*What is expected:*
In the text on recruitment, rewrite the paragraph beginning "Answering questions early in the process" as a short list that keeps its main facts.

*Page text:*

Before the internet, professional recruiters played a different game. There were events in hotel conference rooms, job fairs in university halls, and personal visits to local employers. There were index cards, rolodexes, and a never-ending stream of phone calls. Getting the right people into the right jobs took a lot of legwork. Like footballers with great vision, the best players simply had a knack for it.

The internet changed a lot of things about recruitment, but it didn’t change everything. Excellence still requires a lot of legwork.

The best practitioners still have a magic touch. Navigating modern networks and digital platforms brings unique challenges, especially when the stakes are high – but getting great results still comes down to people.

Or does it?

Artificial intelligence is gaining steam in the recruitment world, and for good reason. The hiring process is more information-intensive than ever. In order to secure top talent, employers have to cast a wide net, which means sifting through a lot of data. COVID-19 has underscored the need to tighten up operations, do more with less, and improve the bottom line. What can A.I. do to help?

Less work higher up in the funnel

In the world of recruitment, repetitive and time-consuming tasks are traditionally higher up in the funnel. Sifting through hundreds of resumés and online data sources is the most obvious example.

Technology and, interestingly, increasingly sophisticated psychological screening processes now exist – and will surely become more sophisticated in the years ahead – can do some of this searching and screening for us. Software can be programmed to scan resumés and online profiles for patterns involving skill, experience, qualifications, and other key metrics. Tests can be administered to screen verbal, numerical, and abstract reasoning abilities, safety orientation or even mechanical orientation amongst others. The early touchpoints of the process can become less labour-intensive, allowing recruiters to put more time and energy into the advanced stages of recruitment.

Answering questions early in the process, whether by phone or e-mail, is another time-intensive area. Some recruiters are turning to chatbot systems like Mya to answer questions, verify experience, and check qualifications. This can facilitate a more rapid exchange of information between candidates and recruiters, with far less input on the recruiter’s side. On the downside, programming or performance flaws can block out candidates who would make great candidates.

*Information given:*
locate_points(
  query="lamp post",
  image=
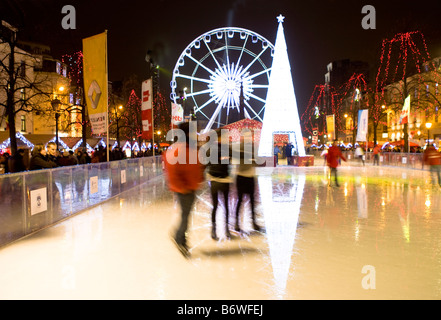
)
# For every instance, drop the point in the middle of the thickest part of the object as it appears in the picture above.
(117, 117)
(428, 126)
(56, 104)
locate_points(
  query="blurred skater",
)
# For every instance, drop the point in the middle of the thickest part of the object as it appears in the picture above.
(334, 155)
(184, 178)
(376, 153)
(359, 153)
(432, 158)
(245, 184)
(219, 176)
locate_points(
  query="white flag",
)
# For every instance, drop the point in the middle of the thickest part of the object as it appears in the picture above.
(362, 125)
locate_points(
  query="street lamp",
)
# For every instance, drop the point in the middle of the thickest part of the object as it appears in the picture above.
(56, 105)
(428, 126)
(118, 110)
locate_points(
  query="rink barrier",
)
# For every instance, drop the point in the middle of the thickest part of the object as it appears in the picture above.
(395, 159)
(33, 200)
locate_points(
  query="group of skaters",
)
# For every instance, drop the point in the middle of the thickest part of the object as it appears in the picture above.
(184, 178)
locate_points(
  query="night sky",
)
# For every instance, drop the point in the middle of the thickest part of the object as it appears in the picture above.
(317, 31)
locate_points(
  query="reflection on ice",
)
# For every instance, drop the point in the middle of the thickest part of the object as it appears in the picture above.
(281, 195)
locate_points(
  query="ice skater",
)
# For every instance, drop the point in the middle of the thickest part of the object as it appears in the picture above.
(359, 153)
(218, 174)
(333, 157)
(245, 184)
(376, 154)
(432, 158)
(183, 178)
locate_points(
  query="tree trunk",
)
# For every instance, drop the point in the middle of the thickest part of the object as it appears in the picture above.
(10, 104)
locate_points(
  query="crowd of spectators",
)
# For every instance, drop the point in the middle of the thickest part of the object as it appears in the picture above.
(42, 157)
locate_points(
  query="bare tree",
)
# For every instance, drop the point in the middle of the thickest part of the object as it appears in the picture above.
(21, 90)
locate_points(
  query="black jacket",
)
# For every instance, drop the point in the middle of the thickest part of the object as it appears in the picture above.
(39, 161)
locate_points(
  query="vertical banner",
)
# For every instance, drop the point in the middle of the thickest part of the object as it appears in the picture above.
(330, 126)
(362, 125)
(95, 80)
(147, 110)
(177, 114)
(404, 116)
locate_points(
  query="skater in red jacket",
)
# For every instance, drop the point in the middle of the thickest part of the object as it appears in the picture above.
(334, 153)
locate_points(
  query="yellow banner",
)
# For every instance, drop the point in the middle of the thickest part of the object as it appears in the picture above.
(95, 80)
(330, 126)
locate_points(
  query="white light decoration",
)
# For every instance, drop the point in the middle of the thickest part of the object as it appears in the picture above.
(5, 144)
(61, 142)
(78, 145)
(281, 113)
(281, 198)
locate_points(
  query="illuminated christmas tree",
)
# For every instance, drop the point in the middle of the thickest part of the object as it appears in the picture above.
(281, 113)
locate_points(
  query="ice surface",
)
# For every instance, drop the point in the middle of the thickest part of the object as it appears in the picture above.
(377, 236)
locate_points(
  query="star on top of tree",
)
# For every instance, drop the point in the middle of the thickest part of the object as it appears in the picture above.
(280, 18)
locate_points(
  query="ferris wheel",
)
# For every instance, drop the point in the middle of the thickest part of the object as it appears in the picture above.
(223, 74)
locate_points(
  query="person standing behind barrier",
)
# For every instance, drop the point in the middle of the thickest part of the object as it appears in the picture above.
(39, 159)
(359, 153)
(276, 155)
(334, 154)
(288, 153)
(220, 180)
(16, 162)
(432, 158)
(183, 178)
(52, 152)
(376, 153)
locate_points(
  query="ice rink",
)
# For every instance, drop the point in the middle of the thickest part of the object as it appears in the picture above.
(377, 236)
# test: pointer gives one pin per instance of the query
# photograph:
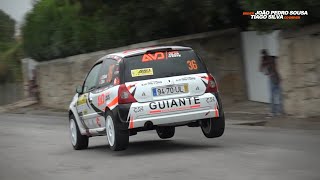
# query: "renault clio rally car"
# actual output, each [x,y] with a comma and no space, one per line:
[156,88]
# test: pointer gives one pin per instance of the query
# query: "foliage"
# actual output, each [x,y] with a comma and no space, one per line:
[6,28]
[10,51]
[62,28]
[10,64]
[312,6]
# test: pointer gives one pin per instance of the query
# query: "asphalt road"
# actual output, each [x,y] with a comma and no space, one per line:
[38,147]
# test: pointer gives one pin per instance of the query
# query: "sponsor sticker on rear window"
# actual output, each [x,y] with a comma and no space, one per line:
[141,72]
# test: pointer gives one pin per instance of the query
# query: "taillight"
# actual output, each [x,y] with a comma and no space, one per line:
[212,86]
[124,96]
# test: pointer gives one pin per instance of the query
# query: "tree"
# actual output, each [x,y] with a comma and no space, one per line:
[312,6]
[7,29]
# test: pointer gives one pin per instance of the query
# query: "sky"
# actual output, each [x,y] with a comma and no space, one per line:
[16,9]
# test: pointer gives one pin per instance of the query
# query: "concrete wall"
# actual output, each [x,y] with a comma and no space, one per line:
[299,66]
[57,79]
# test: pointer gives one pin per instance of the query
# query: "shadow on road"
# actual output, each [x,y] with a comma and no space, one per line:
[154,147]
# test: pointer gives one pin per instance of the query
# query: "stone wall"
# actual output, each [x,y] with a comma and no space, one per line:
[221,50]
[299,66]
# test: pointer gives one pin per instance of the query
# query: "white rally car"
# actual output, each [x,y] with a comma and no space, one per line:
[156,88]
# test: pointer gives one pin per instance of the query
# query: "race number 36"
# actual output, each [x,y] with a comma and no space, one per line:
[192,65]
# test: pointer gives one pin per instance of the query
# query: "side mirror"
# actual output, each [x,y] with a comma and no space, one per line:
[79,89]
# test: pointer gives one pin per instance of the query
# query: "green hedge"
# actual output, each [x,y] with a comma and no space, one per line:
[55,29]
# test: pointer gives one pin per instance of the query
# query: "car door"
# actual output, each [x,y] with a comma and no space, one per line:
[85,110]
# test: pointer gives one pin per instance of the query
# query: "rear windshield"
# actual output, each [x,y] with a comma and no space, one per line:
[162,64]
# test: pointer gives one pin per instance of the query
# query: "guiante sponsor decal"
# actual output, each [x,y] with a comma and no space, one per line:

*Output of the task:*
- Answering questions early in the process, by phone or e-mail, takes a lot of time.
- Some recruiters now use chatbot systems such as Mya to answer questions, verify experience and check qualifications.
- This can speed up the exchange of information between candidates and recruiters, with far less input from the recruiter.
- The downside is that programming or performance flaws can block out strong candidates.